** Opening Given information block **

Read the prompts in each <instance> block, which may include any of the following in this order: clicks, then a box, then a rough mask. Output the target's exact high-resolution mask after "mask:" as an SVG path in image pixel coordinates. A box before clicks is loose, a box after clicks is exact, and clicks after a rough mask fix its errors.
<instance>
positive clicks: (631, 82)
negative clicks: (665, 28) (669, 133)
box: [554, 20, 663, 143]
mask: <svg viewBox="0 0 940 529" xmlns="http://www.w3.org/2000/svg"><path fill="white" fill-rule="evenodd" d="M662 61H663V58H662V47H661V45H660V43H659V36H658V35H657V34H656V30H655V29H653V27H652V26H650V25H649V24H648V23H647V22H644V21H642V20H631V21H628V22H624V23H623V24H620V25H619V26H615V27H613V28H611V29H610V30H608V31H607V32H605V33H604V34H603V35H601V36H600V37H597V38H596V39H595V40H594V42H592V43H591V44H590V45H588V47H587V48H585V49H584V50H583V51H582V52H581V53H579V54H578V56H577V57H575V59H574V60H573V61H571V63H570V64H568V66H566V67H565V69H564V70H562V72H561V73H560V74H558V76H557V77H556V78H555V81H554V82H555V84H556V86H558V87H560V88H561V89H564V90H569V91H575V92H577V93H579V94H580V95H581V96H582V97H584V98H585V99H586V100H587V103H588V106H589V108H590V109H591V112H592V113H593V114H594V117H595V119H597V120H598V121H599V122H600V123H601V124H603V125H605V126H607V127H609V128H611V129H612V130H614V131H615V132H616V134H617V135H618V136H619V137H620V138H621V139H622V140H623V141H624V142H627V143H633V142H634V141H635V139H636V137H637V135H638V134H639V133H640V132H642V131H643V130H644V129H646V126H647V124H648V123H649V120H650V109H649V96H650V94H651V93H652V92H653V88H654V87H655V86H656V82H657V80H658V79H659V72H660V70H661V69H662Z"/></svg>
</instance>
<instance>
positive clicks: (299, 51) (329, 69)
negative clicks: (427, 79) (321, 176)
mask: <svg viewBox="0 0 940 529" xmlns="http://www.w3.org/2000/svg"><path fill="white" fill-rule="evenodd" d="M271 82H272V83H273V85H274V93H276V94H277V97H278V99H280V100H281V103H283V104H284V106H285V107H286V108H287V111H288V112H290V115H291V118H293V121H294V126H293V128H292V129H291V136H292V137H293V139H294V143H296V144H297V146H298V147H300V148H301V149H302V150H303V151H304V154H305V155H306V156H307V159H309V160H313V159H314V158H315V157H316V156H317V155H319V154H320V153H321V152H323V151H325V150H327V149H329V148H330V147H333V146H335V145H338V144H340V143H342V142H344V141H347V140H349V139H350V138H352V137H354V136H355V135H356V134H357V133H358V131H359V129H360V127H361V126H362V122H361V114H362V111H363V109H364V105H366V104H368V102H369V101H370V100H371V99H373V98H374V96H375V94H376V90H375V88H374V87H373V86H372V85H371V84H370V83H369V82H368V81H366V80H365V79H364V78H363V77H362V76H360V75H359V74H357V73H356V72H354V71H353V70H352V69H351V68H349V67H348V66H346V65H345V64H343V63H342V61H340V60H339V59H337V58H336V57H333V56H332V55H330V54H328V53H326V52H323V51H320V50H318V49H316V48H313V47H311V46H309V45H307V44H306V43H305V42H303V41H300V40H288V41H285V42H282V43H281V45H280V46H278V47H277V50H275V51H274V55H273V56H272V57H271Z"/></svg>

** Closing Given information block **

§ What is expected
Return every line of the material above exactly.

§ Task answer
Read the prompts in each <instance> block, which may include any of the following in this order: clicks, then a box, then a rough mask. Output the target's exact high-resolution mask after "mask:" as an SVG path in image pixel coordinates. A box before clicks is loose, a box after clicks is exact, and clicks after a rough mask fix its errors.
<instance>
positive clicks: (631, 82)
negative clicks: (665, 28) (669, 133)
box: [554, 20, 663, 143]
mask: <svg viewBox="0 0 940 529" xmlns="http://www.w3.org/2000/svg"><path fill="white" fill-rule="evenodd" d="M662 61H663V58H662V47H661V45H660V43H659V36H658V35H657V34H656V30H655V29H653V27H652V26H650V25H649V24H648V23H647V22H644V21H642V20H631V21H628V22H624V23H623V24H620V25H619V26H615V27H613V28H611V29H610V30H608V31H607V32H605V33H604V34H603V35H601V36H600V37H597V38H596V39H595V40H594V42H592V43H591V44H590V45H588V47H587V48H585V49H584V50H583V51H582V52H581V53H579V54H578V56H577V57H575V59H574V60H573V61H571V63H570V64H568V66H566V67H565V69H564V70H562V72H561V73H560V74H558V76H557V77H556V78H555V81H554V82H555V84H556V86H558V87H560V88H561V89H564V90H569V91H575V92H577V93H579V94H580V95H581V96H582V97H584V98H585V99H586V100H587V103H588V106H589V108H590V109H591V112H592V113H593V114H594V117H595V119H597V120H598V121H599V122H600V123H601V124H603V125H605V126H607V127H609V128H611V129H612V130H614V131H615V132H616V134H617V135H618V136H619V137H620V138H621V139H622V140H623V141H624V142H627V143H633V142H634V141H635V139H636V137H637V135H638V134H639V133H640V132H642V131H643V130H644V129H646V126H647V124H648V123H649V120H650V109H649V96H650V94H651V93H652V92H653V88H654V87H655V86H656V82H657V80H658V79H659V72H660V70H661V69H662Z"/></svg>
</instance>
<instance>
positive clicks: (299, 51) (329, 69)
negative clicks: (427, 79) (321, 176)
mask: <svg viewBox="0 0 940 529" xmlns="http://www.w3.org/2000/svg"><path fill="white" fill-rule="evenodd" d="M271 82H272V83H273V85H274V93H276V94H277V97H278V99H280V100H281V103H283V104H284V106H285V107H286V108H287V111H288V112H290V115H291V118H293V121H294V126H293V128H292V129H291V136H292V137H293V139H294V143H296V144H297V146H298V147H300V148H301V149H302V150H303V151H304V154H305V155H306V156H307V159H309V160H313V159H314V158H315V157H316V156H317V155H319V154H320V153H321V152H323V151H325V150H327V149H329V148H330V147H333V146H335V145H338V144H340V143H342V142H344V141H347V140H349V139H350V138H352V137H354V136H355V135H356V134H357V133H358V131H359V129H360V127H361V126H362V122H361V114H362V111H363V109H364V105H366V104H368V102H369V101H370V100H371V99H373V98H374V96H375V94H376V90H375V88H374V87H373V86H372V85H371V84H370V83H369V82H368V81H366V80H365V79H364V78H363V77H362V76H360V75H359V74H357V73H356V72H354V71H353V70H352V69H351V68H349V67H348V66H346V65H345V64H343V63H342V61H340V60H339V59H337V58H336V57H333V56H332V55H330V54H328V53H326V52H323V51H320V50H318V49H316V48H313V47H311V46H309V45H307V44H306V43H305V42H303V41H300V40H288V41H285V42H282V43H281V45H280V46H278V47H277V50H275V51H274V55H273V56H272V57H271Z"/></svg>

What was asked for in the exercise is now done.